* BEGIN Provided information *

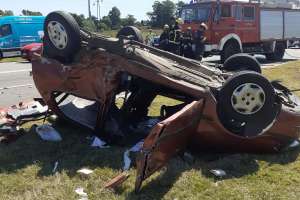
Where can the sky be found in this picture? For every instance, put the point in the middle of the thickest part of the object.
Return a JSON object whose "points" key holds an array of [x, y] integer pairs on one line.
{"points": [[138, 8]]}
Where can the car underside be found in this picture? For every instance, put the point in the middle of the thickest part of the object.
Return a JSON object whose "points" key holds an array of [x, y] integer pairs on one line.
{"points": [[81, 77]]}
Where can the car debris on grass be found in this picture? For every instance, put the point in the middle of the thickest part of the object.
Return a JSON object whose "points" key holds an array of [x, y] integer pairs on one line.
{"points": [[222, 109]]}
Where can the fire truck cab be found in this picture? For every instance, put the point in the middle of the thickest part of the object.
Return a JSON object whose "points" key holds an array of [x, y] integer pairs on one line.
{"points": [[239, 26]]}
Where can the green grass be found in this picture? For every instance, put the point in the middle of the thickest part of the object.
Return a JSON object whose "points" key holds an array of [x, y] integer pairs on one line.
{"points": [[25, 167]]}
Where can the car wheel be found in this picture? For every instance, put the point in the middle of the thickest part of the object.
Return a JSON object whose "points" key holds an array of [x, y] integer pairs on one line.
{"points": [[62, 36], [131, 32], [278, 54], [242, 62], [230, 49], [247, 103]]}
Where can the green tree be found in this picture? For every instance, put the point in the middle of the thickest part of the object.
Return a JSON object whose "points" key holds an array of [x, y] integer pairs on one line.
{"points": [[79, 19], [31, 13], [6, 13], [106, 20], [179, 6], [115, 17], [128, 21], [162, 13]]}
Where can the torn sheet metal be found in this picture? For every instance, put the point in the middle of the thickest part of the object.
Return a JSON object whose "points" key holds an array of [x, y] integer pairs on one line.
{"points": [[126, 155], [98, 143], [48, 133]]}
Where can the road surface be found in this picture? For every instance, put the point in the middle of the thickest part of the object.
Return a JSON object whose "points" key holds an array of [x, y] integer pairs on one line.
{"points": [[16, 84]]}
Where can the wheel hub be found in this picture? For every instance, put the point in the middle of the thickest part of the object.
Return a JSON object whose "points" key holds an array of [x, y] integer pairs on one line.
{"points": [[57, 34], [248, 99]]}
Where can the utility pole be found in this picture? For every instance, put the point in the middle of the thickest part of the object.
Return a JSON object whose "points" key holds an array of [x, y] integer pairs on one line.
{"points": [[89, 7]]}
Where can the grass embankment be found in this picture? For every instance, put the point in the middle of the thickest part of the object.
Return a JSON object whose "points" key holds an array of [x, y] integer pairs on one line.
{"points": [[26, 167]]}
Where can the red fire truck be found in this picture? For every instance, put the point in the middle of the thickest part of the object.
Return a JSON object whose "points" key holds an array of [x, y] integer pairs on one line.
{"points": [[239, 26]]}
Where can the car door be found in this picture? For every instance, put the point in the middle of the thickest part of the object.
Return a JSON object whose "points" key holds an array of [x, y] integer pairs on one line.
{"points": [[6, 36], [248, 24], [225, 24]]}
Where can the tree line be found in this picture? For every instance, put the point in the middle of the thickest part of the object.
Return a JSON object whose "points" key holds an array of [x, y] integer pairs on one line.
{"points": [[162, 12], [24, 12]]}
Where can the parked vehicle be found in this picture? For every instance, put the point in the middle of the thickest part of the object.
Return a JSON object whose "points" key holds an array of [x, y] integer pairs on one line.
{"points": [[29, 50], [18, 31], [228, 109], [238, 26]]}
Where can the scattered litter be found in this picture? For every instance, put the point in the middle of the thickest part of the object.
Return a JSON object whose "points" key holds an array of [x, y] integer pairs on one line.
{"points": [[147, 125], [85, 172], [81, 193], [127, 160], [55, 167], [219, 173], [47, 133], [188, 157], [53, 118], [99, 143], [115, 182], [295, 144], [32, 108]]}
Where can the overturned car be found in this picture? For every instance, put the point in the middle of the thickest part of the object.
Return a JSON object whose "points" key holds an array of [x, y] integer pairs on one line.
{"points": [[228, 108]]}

* END Provided information *
* BEGIN Provided information *

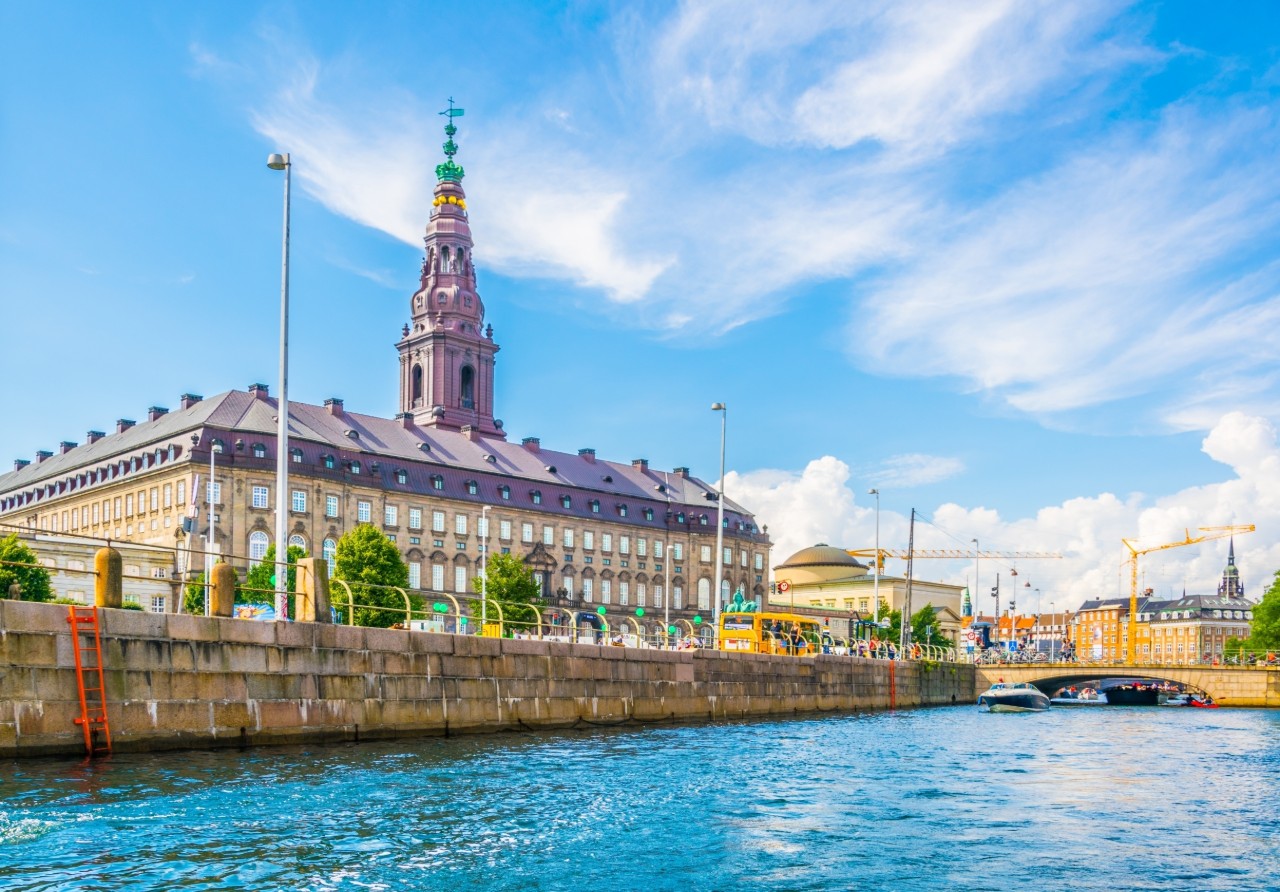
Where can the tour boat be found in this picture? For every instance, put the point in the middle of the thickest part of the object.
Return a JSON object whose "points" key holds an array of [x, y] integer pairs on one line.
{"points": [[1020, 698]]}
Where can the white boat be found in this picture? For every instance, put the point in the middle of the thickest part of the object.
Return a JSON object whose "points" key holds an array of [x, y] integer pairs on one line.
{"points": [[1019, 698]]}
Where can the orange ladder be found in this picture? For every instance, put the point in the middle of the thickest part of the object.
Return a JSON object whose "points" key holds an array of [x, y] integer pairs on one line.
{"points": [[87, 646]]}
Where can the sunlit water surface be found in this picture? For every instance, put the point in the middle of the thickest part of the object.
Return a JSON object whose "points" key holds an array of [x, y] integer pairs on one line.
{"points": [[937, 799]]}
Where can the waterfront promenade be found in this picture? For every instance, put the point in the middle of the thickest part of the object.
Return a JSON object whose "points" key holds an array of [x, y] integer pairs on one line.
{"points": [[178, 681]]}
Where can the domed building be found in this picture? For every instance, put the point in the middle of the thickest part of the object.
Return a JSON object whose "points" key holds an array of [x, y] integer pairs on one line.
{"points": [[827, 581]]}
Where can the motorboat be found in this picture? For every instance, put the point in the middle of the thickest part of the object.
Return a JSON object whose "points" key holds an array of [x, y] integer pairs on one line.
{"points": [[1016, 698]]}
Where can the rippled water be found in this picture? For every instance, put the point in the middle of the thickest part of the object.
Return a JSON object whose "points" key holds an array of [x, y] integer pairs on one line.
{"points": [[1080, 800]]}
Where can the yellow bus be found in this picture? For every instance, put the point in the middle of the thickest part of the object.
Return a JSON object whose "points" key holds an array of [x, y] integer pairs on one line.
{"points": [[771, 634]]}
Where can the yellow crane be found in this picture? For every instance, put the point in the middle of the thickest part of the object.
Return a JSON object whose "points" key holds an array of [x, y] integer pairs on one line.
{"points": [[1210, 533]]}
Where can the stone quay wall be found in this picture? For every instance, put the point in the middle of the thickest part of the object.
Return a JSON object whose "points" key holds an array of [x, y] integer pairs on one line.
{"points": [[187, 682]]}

* END Provided information *

Pull out every line of the data above that contains the word "grass", treating uppercase and lowercase as different.

Where can the car debris on grass be found in this picture? For every instance, put the point in the middle of the thickest part of the object.
Where can the green grass be found in this picture? For every instance, put the point in the middle of the thickest part of the object.
Where can the grass embankment be found in this picture? For every instance, put the point in the middle of the thickest part of the object.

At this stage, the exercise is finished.